## Task brief
Put every row below into a numbered list, leaving out any blank lines.

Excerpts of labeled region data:
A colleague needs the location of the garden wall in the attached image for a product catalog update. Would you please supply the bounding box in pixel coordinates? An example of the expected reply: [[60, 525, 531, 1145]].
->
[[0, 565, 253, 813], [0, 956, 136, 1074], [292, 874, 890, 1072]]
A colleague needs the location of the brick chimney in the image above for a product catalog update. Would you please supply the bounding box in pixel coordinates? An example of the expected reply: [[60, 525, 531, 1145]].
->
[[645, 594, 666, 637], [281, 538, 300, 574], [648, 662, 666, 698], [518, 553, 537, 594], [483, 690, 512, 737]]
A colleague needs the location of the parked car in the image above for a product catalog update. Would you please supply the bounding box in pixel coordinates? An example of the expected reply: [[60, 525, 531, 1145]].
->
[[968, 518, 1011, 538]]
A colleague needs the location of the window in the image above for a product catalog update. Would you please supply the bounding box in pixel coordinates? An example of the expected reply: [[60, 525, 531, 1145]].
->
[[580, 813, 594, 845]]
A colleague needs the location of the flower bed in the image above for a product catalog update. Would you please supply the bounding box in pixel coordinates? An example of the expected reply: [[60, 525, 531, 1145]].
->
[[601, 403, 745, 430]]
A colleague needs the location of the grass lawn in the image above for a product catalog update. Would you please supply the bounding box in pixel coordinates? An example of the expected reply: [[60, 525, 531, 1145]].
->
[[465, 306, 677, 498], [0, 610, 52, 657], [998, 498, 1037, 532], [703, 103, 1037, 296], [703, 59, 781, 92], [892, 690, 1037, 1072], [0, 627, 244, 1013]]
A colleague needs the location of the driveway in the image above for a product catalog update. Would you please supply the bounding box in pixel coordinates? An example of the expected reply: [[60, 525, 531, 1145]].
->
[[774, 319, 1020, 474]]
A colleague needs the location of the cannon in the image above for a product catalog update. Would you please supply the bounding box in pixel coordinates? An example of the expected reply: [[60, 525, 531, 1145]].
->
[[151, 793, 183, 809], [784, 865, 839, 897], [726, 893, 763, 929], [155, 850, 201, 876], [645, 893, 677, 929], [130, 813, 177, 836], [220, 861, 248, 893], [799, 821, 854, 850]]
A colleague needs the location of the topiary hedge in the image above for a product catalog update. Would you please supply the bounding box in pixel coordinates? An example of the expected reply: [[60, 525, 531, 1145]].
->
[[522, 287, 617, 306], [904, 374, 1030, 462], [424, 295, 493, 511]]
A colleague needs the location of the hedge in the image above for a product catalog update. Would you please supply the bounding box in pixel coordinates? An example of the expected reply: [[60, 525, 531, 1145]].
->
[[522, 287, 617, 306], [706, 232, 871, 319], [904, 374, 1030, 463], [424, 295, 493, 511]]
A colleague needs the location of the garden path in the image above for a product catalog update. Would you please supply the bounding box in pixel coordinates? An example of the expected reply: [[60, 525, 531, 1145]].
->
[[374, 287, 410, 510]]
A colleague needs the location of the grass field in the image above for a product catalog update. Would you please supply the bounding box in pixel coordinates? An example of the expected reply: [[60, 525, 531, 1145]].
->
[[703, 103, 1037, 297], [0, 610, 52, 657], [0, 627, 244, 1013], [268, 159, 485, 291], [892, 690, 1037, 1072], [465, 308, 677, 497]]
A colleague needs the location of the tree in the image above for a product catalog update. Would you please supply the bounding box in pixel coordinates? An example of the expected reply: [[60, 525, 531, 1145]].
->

## Task solution
1. A colleague needs the location of the garden wall in the attached image for a product catalog update. Would you please supply the bounding box in pixel coordinates? An example of the expected reply: [[60, 525, 531, 1145]].
2. ->
3. [[0, 565, 253, 813], [0, 956, 136, 1074], [292, 874, 890, 1072]]
4. A colleague needs the location of the brick chimney in the image above for a product catalog update. Would you please supply the bounding box in pixel coordinates? An example of the expected reply: [[60, 525, 531, 1145]].
5. ->
6. [[645, 594, 666, 637], [281, 538, 300, 574], [648, 662, 666, 698], [518, 553, 537, 594], [483, 690, 512, 737]]
7. A colleague needs the location of the parked car in the image above for a product catalog update. Would you please supply the bounding box in pixel coordinates? An example of the expected reply: [[60, 525, 531, 1145]].
8. ->
9. [[968, 518, 1011, 538]]
10. A colleague needs the location of the window in the image above for a product catalog update. Would you please supply the bounding box in pixel coordinates? An example of the expected reply: [[60, 525, 531, 1145]].
11. ->
12. [[580, 813, 594, 845]]
13. A colleague needs the location of the flower bed in the image above for a product catalog update. Would you please supply the bounding box in pixel coordinates? An example of the expected reply: [[60, 525, 531, 1145]].
14. ->
15. [[601, 403, 745, 430]]
16. A colleague needs the location of the grass lawn in the image above for a product catalog update. Would you please supply the bounding box in pixel coordinates? An example of the expected reply: [[60, 525, 531, 1145]].
17. ->
18. [[465, 306, 677, 498], [0, 610, 52, 657], [998, 498, 1037, 532], [703, 103, 1037, 296], [703, 59, 781, 92], [892, 690, 1037, 1072], [0, 627, 244, 1013]]
19. A colleague needs the location of the driveway in the image above for a product catalog update. Would you please supply the bounding box in pixel coordinates? An example of the expected reply: [[60, 525, 531, 1145]].
20. ->
21. [[774, 319, 1020, 474]]
22. A colleague needs the location of the cannon in the image above for a product catalog update. Would you please supply the bounding box in pixel coordinates? An example of the expected reply: [[60, 525, 531, 1145]].
23. ->
24. [[151, 793, 183, 809], [784, 865, 839, 897], [726, 893, 763, 929], [155, 850, 201, 876], [645, 893, 677, 929], [130, 813, 177, 836], [220, 861, 248, 893], [799, 821, 854, 850]]
25. A colleague needs the location of the topiary hedge in the image above for a product catalog update. Would you please supply the bounding box in pixel coordinates? An example of the expected reply: [[60, 525, 531, 1145]].
26. ->
27. [[522, 287, 617, 306], [904, 374, 1030, 462], [424, 295, 493, 511]]
28. A colleague needs the location of the hedge in the image above for a product catalog update. Would you please supply the bounding box in pixel coordinates? An example of the expected reply: [[60, 525, 531, 1145]].
29. ->
30. [[522, 287, 617, 306], [706, 232, 871, 319], [904, 374, 1030, 463], [424, 295, 493, 511]]
31. A colleague needs the location of the garden path in the image above for a product catalog update. Would you please supply the bounding box in pixel coordinates? An example of the expected reply: [[60, 525, 531, 1145]].
32. ->
33. [[374, 287, 410, 510]]
34. A colleague needs the location of the grass field in the image above for a product catalog update. Would you please supply the bounding box in pixel coordinates? An example of the expected reply: [[60, 525, 531, 1145]].
35. ->
36. [[703, 103, 1037, 297], [0, 610, 52, 657], [0, 627, 244, 1013], [268, 159, 485, 291], [892, 690, 1037, 1072], [465, 308, 677, 497]]
37. A colleague needs the location of the tree in the image above for a product catalog update. Would you please supply the bounding box in pixel coordinates? An example of the expected reply: [[60, 525, 531, 1145]].
38. ->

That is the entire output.